▶ [AIM OF THE EXERCISE] Among the entries, find the lines with the string "wooden" and copy them.

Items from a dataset
· · ·

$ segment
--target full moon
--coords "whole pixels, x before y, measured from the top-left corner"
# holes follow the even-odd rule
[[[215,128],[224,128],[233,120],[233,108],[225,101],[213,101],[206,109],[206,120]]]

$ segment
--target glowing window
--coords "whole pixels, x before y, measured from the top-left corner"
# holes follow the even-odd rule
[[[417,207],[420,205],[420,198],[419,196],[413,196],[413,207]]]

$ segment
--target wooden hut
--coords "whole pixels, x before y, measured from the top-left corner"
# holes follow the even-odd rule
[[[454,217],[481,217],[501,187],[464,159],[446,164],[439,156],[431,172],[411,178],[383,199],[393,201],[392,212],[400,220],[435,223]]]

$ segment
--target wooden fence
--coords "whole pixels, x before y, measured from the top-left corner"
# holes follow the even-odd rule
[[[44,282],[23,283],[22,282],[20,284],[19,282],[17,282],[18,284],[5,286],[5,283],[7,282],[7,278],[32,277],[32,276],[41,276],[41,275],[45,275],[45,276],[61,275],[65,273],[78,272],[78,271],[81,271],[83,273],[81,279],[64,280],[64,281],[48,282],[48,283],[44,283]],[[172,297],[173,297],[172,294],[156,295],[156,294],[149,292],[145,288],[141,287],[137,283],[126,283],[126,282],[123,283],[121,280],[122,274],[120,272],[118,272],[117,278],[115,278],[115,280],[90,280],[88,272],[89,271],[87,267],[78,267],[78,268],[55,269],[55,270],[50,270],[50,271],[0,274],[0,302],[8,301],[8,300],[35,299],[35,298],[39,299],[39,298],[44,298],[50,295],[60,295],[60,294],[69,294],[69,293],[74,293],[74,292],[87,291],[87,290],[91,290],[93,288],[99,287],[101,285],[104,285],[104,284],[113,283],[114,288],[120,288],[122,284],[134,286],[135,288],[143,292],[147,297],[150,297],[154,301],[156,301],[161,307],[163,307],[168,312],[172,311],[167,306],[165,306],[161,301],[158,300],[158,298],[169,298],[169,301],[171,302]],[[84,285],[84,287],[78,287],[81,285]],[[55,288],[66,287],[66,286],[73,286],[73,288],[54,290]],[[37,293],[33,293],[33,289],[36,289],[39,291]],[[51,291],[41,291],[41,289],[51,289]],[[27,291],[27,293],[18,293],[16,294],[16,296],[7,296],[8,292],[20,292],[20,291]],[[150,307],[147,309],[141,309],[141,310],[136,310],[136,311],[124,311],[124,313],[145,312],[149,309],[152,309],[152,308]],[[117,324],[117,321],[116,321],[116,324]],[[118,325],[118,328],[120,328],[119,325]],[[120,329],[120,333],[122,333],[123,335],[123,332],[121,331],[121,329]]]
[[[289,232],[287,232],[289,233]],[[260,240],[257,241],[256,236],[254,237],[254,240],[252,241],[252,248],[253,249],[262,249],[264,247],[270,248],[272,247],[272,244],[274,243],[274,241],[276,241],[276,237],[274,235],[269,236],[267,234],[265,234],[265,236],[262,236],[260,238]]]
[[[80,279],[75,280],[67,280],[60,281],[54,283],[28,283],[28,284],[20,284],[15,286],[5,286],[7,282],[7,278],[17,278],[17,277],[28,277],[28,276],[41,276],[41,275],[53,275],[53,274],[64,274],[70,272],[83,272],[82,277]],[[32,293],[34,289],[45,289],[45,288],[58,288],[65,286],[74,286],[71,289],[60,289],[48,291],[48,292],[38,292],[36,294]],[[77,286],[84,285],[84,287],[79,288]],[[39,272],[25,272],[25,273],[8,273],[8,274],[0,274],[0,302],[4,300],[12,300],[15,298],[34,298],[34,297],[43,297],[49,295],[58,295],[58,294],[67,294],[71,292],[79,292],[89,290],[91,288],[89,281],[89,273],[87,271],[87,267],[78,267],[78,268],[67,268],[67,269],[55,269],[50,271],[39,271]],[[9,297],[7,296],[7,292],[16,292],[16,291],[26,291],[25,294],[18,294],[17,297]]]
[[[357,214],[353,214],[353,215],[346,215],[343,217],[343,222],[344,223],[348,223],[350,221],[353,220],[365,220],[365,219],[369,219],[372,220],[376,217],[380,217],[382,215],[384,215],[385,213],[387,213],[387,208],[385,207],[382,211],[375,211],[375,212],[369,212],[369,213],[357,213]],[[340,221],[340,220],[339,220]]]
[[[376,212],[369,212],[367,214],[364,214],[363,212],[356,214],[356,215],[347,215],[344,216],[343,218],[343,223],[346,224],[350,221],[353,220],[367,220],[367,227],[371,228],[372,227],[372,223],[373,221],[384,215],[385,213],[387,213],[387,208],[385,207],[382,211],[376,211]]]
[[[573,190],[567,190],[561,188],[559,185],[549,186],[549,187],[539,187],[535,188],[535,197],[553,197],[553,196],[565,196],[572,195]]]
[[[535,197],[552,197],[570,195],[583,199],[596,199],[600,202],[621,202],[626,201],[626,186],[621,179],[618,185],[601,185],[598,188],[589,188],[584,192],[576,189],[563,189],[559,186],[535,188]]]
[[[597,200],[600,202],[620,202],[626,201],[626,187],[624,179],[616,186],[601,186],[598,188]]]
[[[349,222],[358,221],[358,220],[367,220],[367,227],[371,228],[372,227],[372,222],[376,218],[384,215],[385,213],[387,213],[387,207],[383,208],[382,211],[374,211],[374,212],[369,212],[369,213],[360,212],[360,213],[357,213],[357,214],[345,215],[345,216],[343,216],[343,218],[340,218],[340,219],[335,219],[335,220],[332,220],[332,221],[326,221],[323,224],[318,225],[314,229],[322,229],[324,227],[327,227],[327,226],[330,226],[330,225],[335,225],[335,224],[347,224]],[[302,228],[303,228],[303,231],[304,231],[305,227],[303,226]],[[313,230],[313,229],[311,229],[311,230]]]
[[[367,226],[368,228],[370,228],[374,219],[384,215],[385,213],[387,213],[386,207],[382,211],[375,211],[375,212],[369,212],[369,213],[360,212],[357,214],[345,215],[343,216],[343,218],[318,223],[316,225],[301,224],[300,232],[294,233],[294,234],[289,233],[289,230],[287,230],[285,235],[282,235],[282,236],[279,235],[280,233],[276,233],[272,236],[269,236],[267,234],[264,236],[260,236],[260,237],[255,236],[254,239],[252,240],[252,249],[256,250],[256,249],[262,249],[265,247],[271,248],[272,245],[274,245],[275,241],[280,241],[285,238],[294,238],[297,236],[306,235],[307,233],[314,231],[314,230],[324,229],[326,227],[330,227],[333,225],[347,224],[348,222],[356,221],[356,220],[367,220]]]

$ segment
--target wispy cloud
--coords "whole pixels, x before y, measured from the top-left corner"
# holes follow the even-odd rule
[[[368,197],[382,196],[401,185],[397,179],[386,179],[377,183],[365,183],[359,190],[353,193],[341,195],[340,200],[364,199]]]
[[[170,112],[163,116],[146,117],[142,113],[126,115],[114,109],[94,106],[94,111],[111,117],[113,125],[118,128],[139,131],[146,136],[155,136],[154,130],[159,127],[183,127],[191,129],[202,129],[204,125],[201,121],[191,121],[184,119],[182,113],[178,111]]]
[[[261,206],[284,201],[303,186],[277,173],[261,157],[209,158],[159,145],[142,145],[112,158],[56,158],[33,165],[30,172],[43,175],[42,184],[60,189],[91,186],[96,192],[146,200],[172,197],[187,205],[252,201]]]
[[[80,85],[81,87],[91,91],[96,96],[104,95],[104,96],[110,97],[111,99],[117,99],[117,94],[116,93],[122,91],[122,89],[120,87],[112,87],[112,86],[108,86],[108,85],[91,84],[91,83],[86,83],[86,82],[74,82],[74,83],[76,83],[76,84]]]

· · ·

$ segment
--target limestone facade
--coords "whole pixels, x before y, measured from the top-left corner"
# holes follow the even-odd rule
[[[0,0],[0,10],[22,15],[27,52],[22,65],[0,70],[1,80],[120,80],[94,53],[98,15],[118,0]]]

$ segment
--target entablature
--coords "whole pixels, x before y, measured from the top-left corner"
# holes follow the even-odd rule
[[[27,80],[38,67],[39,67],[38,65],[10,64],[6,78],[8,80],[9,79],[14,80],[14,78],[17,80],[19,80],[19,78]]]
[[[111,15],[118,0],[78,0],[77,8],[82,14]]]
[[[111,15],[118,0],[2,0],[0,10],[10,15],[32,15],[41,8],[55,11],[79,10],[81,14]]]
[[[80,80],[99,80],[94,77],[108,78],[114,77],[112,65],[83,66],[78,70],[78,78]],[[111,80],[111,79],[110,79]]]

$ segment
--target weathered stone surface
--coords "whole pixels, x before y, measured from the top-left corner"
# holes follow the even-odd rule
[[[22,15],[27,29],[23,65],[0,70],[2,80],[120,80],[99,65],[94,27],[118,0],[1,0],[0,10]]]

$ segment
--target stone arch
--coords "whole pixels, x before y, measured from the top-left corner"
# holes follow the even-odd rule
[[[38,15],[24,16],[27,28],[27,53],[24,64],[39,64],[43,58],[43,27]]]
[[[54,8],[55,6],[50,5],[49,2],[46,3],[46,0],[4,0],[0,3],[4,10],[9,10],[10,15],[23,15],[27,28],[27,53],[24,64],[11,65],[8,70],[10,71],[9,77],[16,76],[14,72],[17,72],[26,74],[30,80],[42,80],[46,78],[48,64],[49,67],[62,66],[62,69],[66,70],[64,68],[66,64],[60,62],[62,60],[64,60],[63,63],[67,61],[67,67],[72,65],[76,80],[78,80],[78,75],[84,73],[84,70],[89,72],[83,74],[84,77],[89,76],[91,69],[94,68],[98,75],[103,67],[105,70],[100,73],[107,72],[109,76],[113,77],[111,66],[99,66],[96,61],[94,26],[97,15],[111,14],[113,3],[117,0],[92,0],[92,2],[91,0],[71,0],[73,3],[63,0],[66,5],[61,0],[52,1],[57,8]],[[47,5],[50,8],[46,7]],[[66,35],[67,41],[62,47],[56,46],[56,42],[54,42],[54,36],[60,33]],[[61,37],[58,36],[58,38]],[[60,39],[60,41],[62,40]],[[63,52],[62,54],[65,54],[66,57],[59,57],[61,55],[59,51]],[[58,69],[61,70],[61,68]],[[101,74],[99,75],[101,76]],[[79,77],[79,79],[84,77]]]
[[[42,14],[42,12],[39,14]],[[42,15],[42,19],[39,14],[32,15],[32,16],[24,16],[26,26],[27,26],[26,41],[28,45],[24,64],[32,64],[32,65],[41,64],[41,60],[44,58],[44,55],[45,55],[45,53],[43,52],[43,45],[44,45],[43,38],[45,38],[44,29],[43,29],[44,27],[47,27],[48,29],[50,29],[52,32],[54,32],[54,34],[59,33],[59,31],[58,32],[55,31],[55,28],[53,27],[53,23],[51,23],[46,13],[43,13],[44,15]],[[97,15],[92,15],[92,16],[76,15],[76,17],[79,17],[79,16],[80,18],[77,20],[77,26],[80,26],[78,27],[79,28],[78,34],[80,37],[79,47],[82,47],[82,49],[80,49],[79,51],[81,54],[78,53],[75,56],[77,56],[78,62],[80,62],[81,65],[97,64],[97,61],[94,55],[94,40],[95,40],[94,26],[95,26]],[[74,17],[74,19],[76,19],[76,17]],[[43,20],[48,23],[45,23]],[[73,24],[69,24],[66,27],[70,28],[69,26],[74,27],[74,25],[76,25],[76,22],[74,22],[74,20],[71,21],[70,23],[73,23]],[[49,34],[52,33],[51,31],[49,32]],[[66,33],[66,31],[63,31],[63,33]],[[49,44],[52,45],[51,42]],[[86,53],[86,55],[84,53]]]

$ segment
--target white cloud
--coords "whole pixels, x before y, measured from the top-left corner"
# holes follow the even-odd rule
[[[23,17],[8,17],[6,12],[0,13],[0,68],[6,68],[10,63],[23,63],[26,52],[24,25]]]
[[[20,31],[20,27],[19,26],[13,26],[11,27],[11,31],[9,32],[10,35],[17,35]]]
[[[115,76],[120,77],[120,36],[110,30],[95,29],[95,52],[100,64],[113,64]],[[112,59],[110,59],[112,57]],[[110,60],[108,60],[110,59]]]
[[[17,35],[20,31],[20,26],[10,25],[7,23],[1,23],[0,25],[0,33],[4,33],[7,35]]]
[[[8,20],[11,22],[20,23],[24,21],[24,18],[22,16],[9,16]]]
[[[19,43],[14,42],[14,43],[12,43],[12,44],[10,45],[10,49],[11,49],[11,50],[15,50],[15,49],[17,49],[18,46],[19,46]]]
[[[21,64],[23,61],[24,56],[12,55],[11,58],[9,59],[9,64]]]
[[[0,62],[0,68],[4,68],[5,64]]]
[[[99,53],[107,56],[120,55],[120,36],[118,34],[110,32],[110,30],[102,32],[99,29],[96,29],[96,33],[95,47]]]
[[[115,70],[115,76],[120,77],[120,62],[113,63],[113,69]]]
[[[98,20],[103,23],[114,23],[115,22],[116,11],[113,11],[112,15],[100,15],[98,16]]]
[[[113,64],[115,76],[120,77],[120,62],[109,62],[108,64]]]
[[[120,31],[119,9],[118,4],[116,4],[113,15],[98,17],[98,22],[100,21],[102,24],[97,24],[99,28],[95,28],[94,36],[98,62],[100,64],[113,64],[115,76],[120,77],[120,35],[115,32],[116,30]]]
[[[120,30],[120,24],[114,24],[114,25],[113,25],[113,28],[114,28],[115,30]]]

· · ·

▶ [FINISHED EXERCISE]
--target wooden hut
--target wooden fence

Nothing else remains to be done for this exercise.